◆ Work to be completed
Recast every line of the items below as a numbered list, skipping blank lines and leaving the pictures out of the output.

-- -- --

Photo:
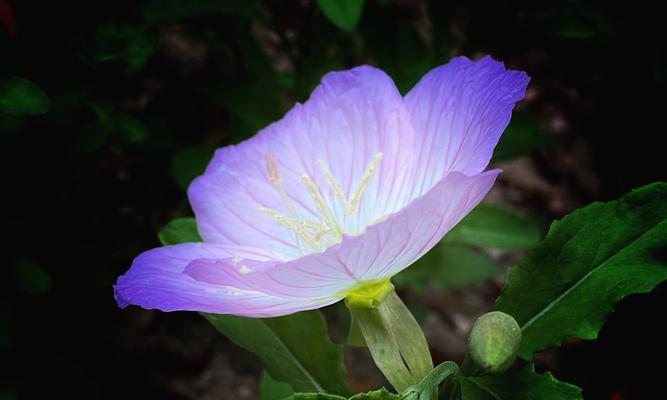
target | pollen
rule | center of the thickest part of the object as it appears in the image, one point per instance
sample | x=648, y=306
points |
x=316, y=234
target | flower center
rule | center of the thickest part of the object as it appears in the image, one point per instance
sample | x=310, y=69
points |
x=368, y=294
x=316, y=234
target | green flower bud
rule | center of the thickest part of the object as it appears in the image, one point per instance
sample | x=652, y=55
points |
x=494, y=341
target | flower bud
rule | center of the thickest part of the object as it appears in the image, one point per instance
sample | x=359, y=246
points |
x=494, y=341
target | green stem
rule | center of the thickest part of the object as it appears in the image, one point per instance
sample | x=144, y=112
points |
x=394, y=338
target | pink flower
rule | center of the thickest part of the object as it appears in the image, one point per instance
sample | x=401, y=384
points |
x=346, y=190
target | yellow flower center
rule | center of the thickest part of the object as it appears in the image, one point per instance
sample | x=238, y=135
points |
x=368, y=294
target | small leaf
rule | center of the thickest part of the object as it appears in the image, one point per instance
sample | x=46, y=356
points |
x=380, y=394
x=190, y=162
x=497, y=227
x=314, y=396
x=271, y=389
x=518, y=385
x=345, y=14
x=179, y=230
x=448, y=265
x=20, y=97
x=294, y=349
x=591, y=259
x=425, y=389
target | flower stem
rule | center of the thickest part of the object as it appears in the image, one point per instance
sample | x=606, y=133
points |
x=394, y=338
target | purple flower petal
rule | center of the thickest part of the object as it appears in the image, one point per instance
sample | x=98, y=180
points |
x=156, y=280
x=351, y=119
x=459, y=111
x=384, y=250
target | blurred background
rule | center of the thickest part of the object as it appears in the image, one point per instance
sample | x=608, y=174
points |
x=109, y=108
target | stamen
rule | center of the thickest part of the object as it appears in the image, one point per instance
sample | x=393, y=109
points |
x=322, y=207
x=293, y=224
x=273, y=173
x=365, y=180
x=335, y=186
x=316, y=234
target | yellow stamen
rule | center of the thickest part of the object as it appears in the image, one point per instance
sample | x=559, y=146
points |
x=322, y=207
x=365, y=180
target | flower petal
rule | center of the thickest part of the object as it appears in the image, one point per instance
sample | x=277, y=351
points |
x=382, y=251
x=349, y=119
x=156, y=280
x=459, y=111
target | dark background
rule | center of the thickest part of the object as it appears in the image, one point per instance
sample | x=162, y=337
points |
x=141, y=92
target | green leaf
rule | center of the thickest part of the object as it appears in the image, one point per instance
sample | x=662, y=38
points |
x=132, y=44
x=424, y=389
x=380, y=394
x=521, y=137
x=591, y=259
x=314, y=396
x=179, y=230
x=177, y=10
x=448, y=265
x=131, y=129
x=20, y=97
x=271, y=389
x=190, y=162
x=518, y=385
x=92, y=136
x=345, y=14
x=294, y=349
x=498, y=227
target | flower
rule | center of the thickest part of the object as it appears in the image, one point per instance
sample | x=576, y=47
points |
x=345, y=191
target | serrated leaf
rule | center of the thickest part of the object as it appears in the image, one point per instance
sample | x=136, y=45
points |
x=190, y=162
x=448, y=265
x=429, y=384
x=518, y=385
x=179, y=230
x=20, y=97
x=271, y=389
x=294, y=349
x=591, y=259
x=380, y=394
x=497, y=227
x=345, y=14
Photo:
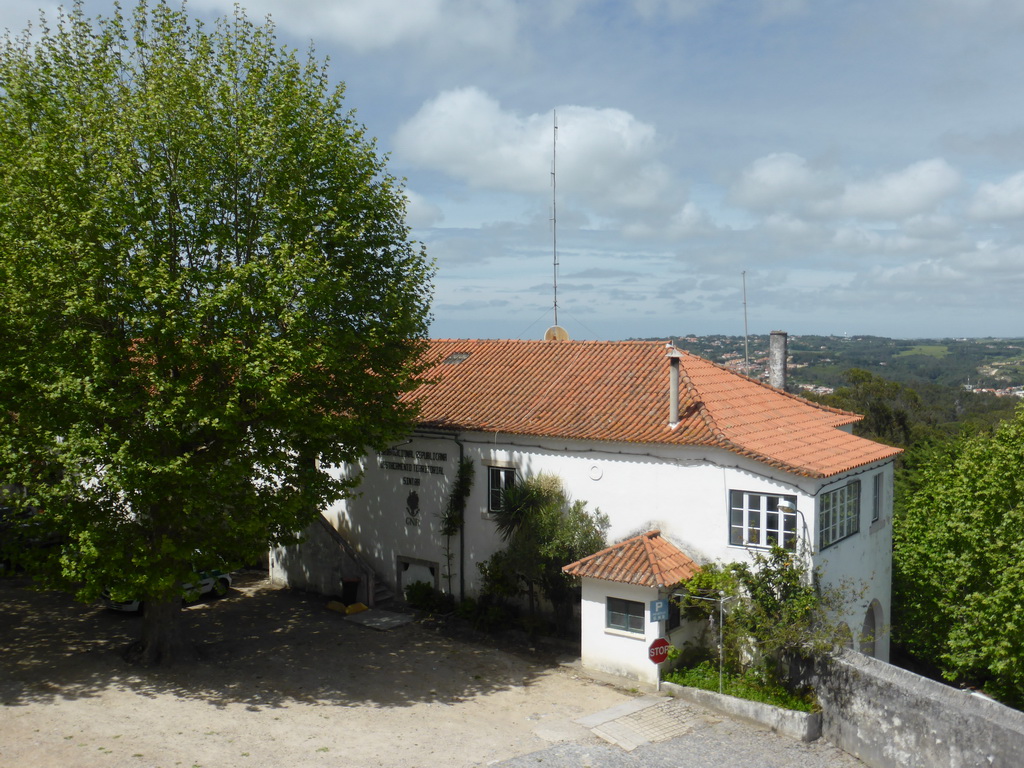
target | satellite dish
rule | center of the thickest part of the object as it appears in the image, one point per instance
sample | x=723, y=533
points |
x=556, y=333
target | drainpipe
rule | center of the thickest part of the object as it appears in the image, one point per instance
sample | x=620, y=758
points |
x=462, y=526
x=462, y=531
x=776, y=358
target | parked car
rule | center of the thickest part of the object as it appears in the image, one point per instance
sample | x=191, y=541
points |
x=214, y=583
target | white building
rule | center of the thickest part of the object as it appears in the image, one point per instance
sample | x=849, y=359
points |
x=654, y=437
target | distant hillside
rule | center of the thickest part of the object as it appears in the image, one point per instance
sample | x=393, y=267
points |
x=821, y=360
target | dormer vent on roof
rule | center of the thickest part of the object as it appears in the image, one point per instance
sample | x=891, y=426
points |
x=673, y=355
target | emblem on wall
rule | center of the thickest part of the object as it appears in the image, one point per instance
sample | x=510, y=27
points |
x=413, y=509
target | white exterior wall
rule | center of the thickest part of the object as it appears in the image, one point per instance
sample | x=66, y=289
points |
x=613, y=651
x=684, y=492
x=861, y=564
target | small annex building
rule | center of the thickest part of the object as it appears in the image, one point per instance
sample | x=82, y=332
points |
x=655, y=437
x=621, y=585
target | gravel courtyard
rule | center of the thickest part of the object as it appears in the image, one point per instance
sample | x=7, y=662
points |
x=286, y=682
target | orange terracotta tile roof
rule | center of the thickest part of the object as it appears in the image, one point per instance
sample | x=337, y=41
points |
x=645, y=560
x=620, y=391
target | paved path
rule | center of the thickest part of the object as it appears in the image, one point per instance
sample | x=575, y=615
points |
x=654, y=732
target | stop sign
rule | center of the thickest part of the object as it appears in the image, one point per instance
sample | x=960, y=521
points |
x=658, y=650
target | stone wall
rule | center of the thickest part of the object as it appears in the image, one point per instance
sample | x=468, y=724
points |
x=891, y=718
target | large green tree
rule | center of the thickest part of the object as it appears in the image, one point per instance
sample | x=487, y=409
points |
x=544, y=528
x=208, y=297
x=957, y=563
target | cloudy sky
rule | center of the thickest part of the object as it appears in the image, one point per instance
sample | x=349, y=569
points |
x=861, y=163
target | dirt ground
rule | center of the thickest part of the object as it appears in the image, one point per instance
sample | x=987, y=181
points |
x=284, y=682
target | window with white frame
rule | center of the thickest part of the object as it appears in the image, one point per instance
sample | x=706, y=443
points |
x=499, y=480
x=758, y=519
x=839, y=513
x=626, y=615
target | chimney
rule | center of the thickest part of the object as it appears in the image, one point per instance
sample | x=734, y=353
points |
x=776, y=359
x=674, y=355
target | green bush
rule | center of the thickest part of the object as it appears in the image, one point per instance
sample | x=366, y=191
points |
x=748, y=686
x=423, y=596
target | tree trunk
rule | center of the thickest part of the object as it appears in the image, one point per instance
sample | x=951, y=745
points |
x=164, y=639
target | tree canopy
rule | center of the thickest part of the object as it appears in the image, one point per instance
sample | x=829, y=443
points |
x=208, y=297
x=958, y=576
x=544, y=529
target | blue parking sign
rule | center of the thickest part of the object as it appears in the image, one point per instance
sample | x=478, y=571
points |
x=659, y=610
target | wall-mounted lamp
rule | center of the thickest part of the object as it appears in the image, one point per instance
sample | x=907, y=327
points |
x=790, y=509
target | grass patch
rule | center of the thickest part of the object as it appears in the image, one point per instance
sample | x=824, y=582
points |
x=705, y=676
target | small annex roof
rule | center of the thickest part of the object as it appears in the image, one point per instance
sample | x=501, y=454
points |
x=645, y=560
x=620, y=391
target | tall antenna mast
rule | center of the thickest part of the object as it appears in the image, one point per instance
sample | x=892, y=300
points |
x=554, y=212
x=747, y=356
x=556, y=332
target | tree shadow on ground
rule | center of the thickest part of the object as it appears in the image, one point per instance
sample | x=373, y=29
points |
x=260, y=647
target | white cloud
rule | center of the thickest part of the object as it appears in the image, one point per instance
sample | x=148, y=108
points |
x=605, y=158
x=372, y=25
x=779, y=179
x=673, y=9
x=690, y=220
x=999, y=200
x=420, y=212
x=915, y=189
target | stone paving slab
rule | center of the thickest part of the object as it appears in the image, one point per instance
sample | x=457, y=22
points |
x=382, y=621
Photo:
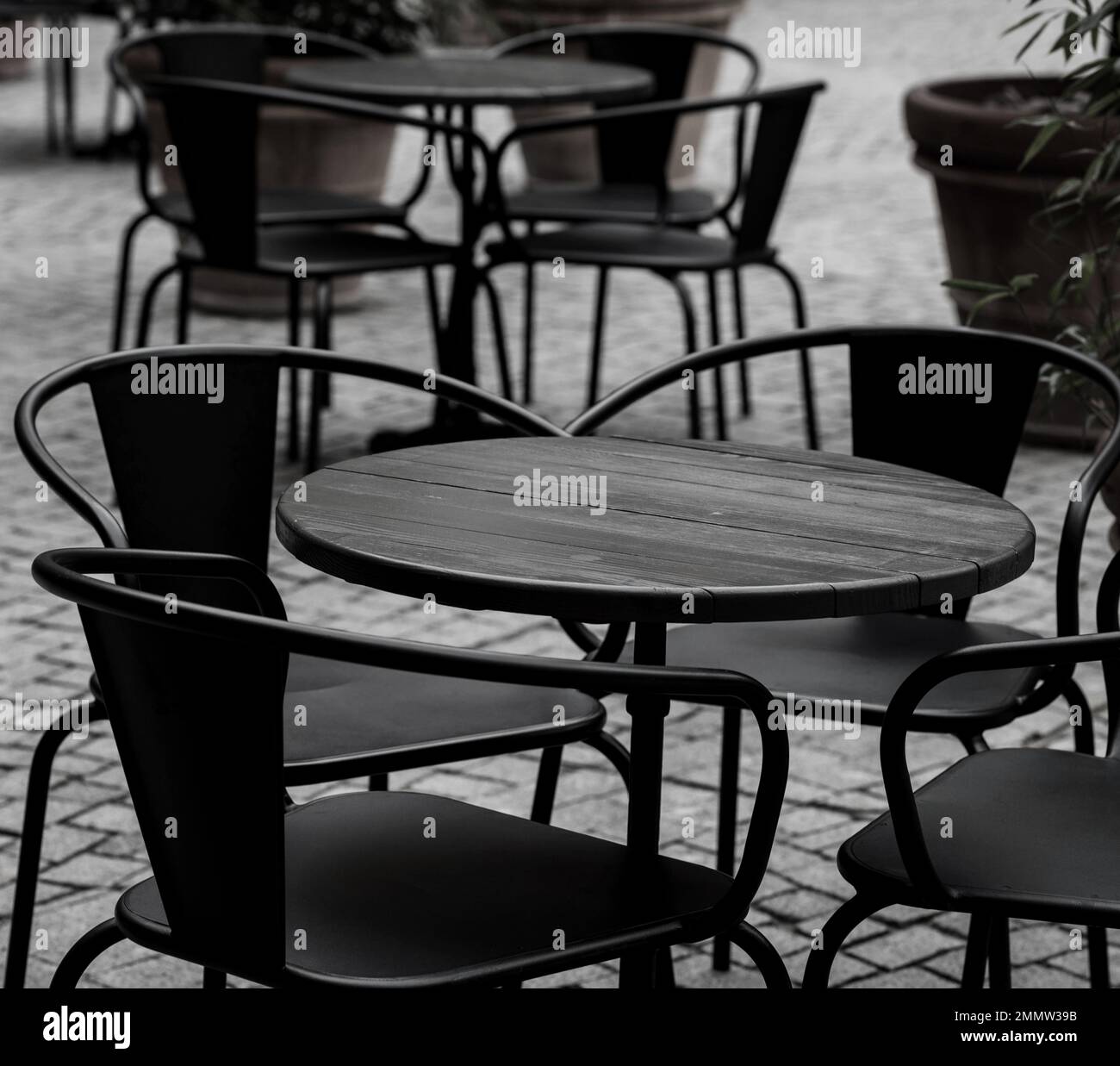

-- -- --

◆ Solution to this task
1. Photo:
2. target | pollen
3. rule | center of the thickest part of the object as it appears in the image, one point per instance
4. sample | x=648, y=306
5. points |
6. x=316, y=234
7. target | flower center
8. rule | center of the thickest part of the object as it appears in the image, one point per instance
9. sample | x=310, y=69
10. points |
11. x=368, y=294
12. x=316, y=234
13. target | green flower bud
14. rule | center of the thickest part of the object as it appears in the image, one point per instance
15. sample | x=652, y=55
16. points |
17. x=494, y=341
18. target | flower bud
19. rule | center of the thickest part of the object as it appears in the image, one point per instance
20. sample | x=359, y=246
21. points |
22. x=494, y=341
23. target | green stem
24. rule | center of the thickest part of the object as it appears in the image, one point per instance
25. sample | x=144, y=112
26. points |
27. x=394, y=338
28. target | pink flower
29. rule | center of the thickest part of the object as it appears in the image, one point per instance
30. sample | x=401, y=384
31. points |
32. x=346, y=190
33. target | yellow flower center
34. rule | center of the thickest part of the object as it appears in the image, one point per instance
35. sample | x=238, y=135
36. points |
37. x=368, y=294
38. target | small leaf
39. rule | center of the thickest part of the object as it appears in the image, one point per instance
40. sample | x=46, y=356
41. points |
42. x=380, y=394
43. x=190, y=162
44. x=497, y=227
45. x=314, y=396
46. x=271, y=389
47. x=518, y=385
48. x=345, y=14
49. x=179, y=230
50. x=448, y=265
51. x=20, y=97
52. x=294, y=349
53. x=591, y=259
54. x=425, y=389
55. target | flower stem
56. rule | center of the thickest part of the object as it appears in the image, one point per instance
57. sample | x=606, y=133
58. points |
59. x=394, y=338
60. target | purple flower petal
61. rule | center of the thickest part of the object as it appears in the image, one point per instance
62. sample | x=98, y=180
63. points |
64. x=156, y=280
65. x=351, y=119
66. x=459, y=111
67. x=384, y=250
68. target | blurred background
69. rule | center of the thickest part of the object as it appears in the image, one point per instance
70. sample | x=608, y=174
71. points |
72. x=109, y=108
73. target | stamen
74. rule | center of the thickest part of the object as it appears in the image, one point per instance
75. sample | x=393, y=109
76. points |
77. x=322, y=207
78. x=293, y=224
79. x=273, y=173
80. x=365, y=180
81. x=335, y=186
82. x=316, y=234
83. target | yellow stamen
84. rule | center of the thickest part of the object as it appears in the image, one point per instance
85. sample | x=559, y=146
86. points |
87. x=322, y=207
88. x=365, y=180
89. target | flower petal
90. rule | center of the thickest part of the object as it appears in the image, one point per instance
91. sample | x=277, y=351
92. points |
93. x=382, y=251
94. x=349, y=119
95. x=156, y=280
96. x=459, y=111
97. target | dark background
98. rule | center of the thickest part of the object as it appears in the image, one point per instance
99. sample | x=162, y=337
100. points |
101. x=141, y=92
102. target | green leaf
103. rule | center of the thickest part of the object as it appears in the image, one point per instance
104. sample | x=662, y=38
105. points |
106. x=132, y=44
107. x=424, y=389
108. x=380, y=394
109. x=521, y=137
110. x=591, y=259
111. x=314, y=396
112. x=179, y=230
113. x=177, y=10
114. x=448, y=265
115. x=131, y=129
116. x=20, y=97
117. x=271, y=389
118. x=190, y=162
119. x=518, y=385
120. x=92, y=136
121. x=345, y=14
122. x=294, y=349
123. x=498, y=227
124. target | flower
125. rule | center of the thickest part of the object as it appears in the image, one point per instance
126. sample | x=576, y=47
127. points |
128. x=345, y=191
129. target | serrated leaf
130. rule | center of the thickest part of the object as it appears in the image, one point per instance
131. sample | x=136, y=45
132. points |
133. x=190, y=162
134. x=448, y=265
135. x=429, y=384
136. x=518, y=385
137. x=179, y=230
138. x=20, y=97
139. x=271, y=389
140. x=294, y=349
141. x=591, y=259
142. x=380, y=394
143. x=497, y=227
144. x=345, y=14
145. Photo:
146. target | satellite dish
147. rule | center of the thickest part of the object as it appears in the image, one point per instance
148. sample | x=723, y=533
149. points |
150. x=556, y=333
151. target | drainpipe
152. rule | center of the thickest part of the object as it appears in the image, one point per instance
153. sample | x=620, y=758
154. points |
155. x=462, y=526
156. x=462, y=531
157. x=776, y=358
158. target | parked car
159. rule | center of the thickest part of the object as it appears in the image, one point per instance
160. sample | x=191, y=541
161. points |
162. x=214, y=583
163. target | white building
164. rule | center of the thickest part of the object as it appears in the image, one point per instance
165. sample | x=849, y=359
166. points |
167. x=654, y=437
168. target | distant hillside
169. rule | center of the thickest part of the object as it appears in the image, one point per instance
170. sample | x=393, y=267
171. points |
172. x=821, y=360
173. target | dormer vent on roof
174. rule | center of the thickest part of the object as it appears in the image, one point per instance
175. sample | x=891, y=426
176. points |
177. x=673, y=355
178. target | emblem on wall
179. rule | center of the thickest part of the object as it appears in the image, one point per instance
180. sample | x=510, y=27
181. points |
182. x=413, y=509
183. target | white exterior wall
184. rule | center of the thickest part of the object as it appears in the image, one point per instance
185. sample | x=66, y=289
186. points |
187. x=613, y=651
188. x=684, y=492
189. x=861, y=564
190. target | small annex building
191. rule | center of the thickest part of the object as it appears in the image, one point per instance
192. sample | x=82, y=332
193. points |
194. x=655, y=437
195. x=621, y=585
196. target | gravel courtyard
197. rule | center of the thickest part of the object as it appears in the image, one point per instance
198. sample | x=7, y=662
199. points |
200. x=286, y=682
201. target | orange terracotta tile roof
202. rule | center of the thickest part of the object as it appears in the image, one point per instance
203. sample | x=337, y=41
204. points |
205. x=645, y=560
206. x=620, y=391
207. target | paved path
208. rule | center of the thickest part of the object as it appears in the image, one point per instance
209. sample | x=575, y=615
210. points |
211. x=654, y=732
212. target | stop sign
213. rule | center of the thickest part of the object as it appears in the image, one point per instance
214. sample | x=960, y=521
215. points |
216. x=658, y=650
217. target | stone wall
218. rule | center of the thickest part of the object as it appears in the image, one point per instance
219. sample | x=468, y=724
220. points |
221. x=891, y=718
222. target | large green tree
223. rule | center of the thickest part of the object as it appears in the image, one point per instance
224. sample | x=487, y=409
225. points |
226. x=544, y=528
227. x=208, y=297
228. x=957, y=563
229. target | cloudy sky
230. rule | center of the thickest part of the object as it appears in the image, one point per instance
231. sample | x=349, y=569
232. points |
233. x=861, y=163
234. target | dirt ground
235. rule | center of the thickest part of the object as it appears in the image, one point per instance
236. sample | x=987, y=181
237. points |
238. x=284, y=682
239. target | window with white frame
240. rule | center of the thickest part of the object as it appears in the image, one point per instance
241. sample | x=706, y=443
242. points |
243. x=499, y=480
244. x=758, y=519
245. x=839, y=513
246. x=626, y=615
247. target | chimney
248. rule | center of the thickest part of the object as it appears in the image, one point per instance
249. sample | x=734, y=353
250. points |
251. x=776, y=359
252. x=674, y=355
253. target | green bush
254. rule | center of the thickest part of the object as it appears in the image, one point per instance
255. sample | x=366, y=191
256. points |
257. x=748, y=686
258. x=423, y=596
259. target | tree trunk
260. rule | center of the thickest part of the object as it appears in the image, one point per instance
261. sample | x=951, y=745
262. points |
263. x=164, y=639
264. target | tree canopy
265. rule | center of the thickest part of the object as it appears in the image, one point per instance
266. sample | x=829, y=443
267. points |
268. x=208, y=297
269. x=958, y=576
270. x=544, y=529
271. target | blue parking sign
272. rule | center of the thickest part of the object as it appears in the image, one point per instance
273. sample | x=478, y=571
274. points |
275. x=659, y=610
276. target | wall-mounted lamp
277. rule | center of the thickest part of the object as it appears in the image, one point per instance
278. sample | x=907, y=327
279. points |
280. x=790, y=509
281. target | grass patch
282. rule | center of the thickest part of the object as it appears in the image, one point per instance
283. sample | x=824, y=582
284. points |
285. x=705, y=676
286. target | small annex roof
287. rule | center of the thickest part of the object as it appears in the image, one point per instance
288. sample | x=501, y=454
289. points |
290. x=645, y=560
291. x=620, y=391
292. target | tall antenna mast
293. rule | center of the thickest part of the object as it appears in the image, one point per instance
294. sample | x=892, y=300
295. points |
296. x=554, y=212
297. x=747, y=356
298. x=556, y=332
299. target | tree shadow on ground
300. rule | center of the thickest part of the object as it appears in the image, one point per instance
301. sample | x=373, y=29
302. points |
303. x=260, y=647
304. target | white cloud
305. rule | center of the thickest part of the object as it appears in the image, one point per instance
306. sample | x=148, y=108
307. points |
308. x=605, y=158
309. x=372, y=25
310. x=779, y=179
311. x=673, y=9
312. x=690, y=220
313. x=999, y=200
314. x=420, y=212
315. x=915, y=189
316. target | stone paving slab
317. rule | center of the thickest part of the object as it appears in the image, one point per instance
318. sample | x=457, y=22
319. points |
320. x=382, y=621
321. Photo:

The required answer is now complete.